Could you rewrite everything from the line containing "The component shall return one point per instance of the sloped" down to the line containing "Target: dark grey wall panel", changing "white wall" to "beige wall" and leaving everything else unchanged?

--- begin Input rows ---

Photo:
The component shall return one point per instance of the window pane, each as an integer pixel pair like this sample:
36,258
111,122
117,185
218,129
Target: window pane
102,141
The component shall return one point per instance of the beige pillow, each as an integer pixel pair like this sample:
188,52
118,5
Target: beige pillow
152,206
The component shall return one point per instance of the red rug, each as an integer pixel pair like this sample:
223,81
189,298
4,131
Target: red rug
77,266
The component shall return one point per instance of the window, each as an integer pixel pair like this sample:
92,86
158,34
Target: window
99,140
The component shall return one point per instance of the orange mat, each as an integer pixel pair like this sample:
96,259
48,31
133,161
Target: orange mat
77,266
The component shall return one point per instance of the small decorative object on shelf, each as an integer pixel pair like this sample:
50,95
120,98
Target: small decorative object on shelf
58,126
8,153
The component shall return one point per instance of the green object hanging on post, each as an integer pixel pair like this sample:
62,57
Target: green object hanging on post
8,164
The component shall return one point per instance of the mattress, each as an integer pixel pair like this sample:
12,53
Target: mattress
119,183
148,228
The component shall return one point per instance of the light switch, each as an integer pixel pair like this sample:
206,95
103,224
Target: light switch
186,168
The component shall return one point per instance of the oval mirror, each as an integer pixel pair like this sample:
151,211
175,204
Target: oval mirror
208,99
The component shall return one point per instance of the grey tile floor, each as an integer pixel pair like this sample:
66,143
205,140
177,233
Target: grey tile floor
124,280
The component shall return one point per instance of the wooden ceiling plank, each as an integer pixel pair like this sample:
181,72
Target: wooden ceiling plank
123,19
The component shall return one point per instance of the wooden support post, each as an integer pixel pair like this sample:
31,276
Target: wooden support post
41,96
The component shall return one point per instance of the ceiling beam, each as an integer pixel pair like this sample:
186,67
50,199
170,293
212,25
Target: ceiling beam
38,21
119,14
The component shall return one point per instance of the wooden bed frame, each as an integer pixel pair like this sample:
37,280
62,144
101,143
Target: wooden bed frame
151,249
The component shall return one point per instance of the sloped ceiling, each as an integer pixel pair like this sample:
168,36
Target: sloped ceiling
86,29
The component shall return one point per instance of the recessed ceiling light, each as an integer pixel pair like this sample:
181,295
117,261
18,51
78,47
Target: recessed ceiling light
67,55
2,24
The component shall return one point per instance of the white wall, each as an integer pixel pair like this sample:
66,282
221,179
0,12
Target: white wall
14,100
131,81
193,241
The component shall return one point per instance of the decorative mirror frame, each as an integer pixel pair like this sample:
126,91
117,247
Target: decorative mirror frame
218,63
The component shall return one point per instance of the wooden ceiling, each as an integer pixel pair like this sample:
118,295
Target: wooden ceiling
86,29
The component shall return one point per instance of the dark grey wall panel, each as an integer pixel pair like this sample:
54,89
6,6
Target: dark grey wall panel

--- end Input rows ---
--- begin Input rows ---

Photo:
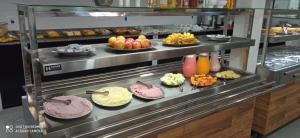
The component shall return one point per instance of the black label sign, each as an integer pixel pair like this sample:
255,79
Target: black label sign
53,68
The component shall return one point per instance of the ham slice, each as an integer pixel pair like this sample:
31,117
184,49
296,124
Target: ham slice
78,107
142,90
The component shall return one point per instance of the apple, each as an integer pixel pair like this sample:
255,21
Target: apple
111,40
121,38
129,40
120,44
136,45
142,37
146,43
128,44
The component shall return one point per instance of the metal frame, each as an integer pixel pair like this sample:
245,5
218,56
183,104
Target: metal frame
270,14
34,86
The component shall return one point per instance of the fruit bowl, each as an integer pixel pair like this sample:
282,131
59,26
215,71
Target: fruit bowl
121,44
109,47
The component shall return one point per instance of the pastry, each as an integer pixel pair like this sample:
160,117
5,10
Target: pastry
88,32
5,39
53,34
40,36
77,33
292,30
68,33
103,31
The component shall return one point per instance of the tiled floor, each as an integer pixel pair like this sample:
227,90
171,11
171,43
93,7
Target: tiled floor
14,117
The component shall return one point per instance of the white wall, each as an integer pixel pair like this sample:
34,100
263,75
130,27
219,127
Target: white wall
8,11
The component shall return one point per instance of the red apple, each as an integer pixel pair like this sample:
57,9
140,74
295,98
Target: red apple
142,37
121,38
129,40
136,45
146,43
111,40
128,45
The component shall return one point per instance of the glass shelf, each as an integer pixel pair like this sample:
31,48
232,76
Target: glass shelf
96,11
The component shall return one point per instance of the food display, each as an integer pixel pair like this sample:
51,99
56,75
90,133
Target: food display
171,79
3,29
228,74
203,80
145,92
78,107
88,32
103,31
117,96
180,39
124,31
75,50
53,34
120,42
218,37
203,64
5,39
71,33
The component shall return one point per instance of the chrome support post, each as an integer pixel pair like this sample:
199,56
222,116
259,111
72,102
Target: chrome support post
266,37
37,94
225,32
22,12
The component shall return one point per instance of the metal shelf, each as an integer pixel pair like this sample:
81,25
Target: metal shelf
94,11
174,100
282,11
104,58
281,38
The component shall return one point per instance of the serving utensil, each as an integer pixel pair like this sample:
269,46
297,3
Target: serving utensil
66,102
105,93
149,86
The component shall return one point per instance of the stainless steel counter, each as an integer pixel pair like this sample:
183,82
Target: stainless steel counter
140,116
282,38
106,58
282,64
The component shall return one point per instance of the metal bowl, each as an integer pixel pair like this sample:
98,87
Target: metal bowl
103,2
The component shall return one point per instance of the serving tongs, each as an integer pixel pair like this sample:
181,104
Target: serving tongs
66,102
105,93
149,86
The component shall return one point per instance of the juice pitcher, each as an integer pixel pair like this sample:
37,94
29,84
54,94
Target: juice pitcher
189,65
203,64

--- end Input rows ---
--- begin Input rows ---

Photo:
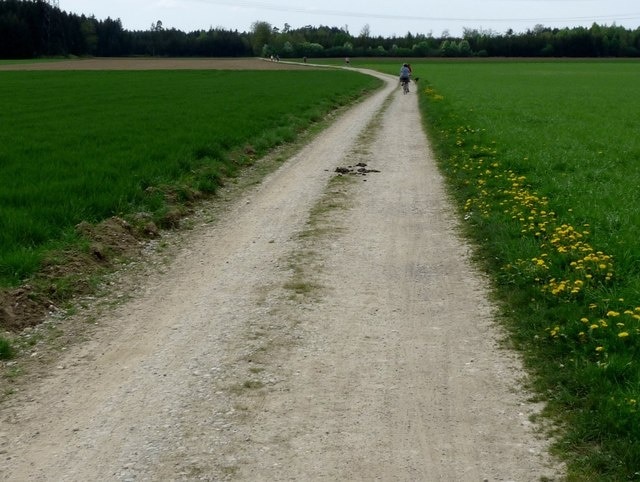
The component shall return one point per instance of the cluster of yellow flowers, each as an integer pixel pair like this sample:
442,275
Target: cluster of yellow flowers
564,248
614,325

--- end Input rows ---

■ **Result of the exercise**:
The component shall return one point per instance of the sloped ceiling, each as an integer pixel pair like this sample:
168,36
Target: sloped ceiling
86,29
The component shall return one point per instance of the recessed ceiling light, each as an integer pixel pair like this sample:
181,295
117,261
18,51
78,47
Target: recessed ceiling light
67,55
2,24
The component shall return one point per instance of the beige wall, each as an integer pixel pair like this sample:
66,282
221,179
0,12
Target: beige wall
14,100
131,81
193,241
The component shall return one point per instance of the decorative mirror frame, each as an integer pixel pair like this sample:
126,91
117,247
Target: decorative mirror frame
218,63
The component shall return one point per instance of the wooden ceiling, each as an integer pixel pair like this sample:
118,295
Target: wooden ceiling
86,29
The component shall return one point per instance of the dark grey wall panel, each as an integer pixel pair like this sample:
54,89
6,6
Target: dark grey wall panel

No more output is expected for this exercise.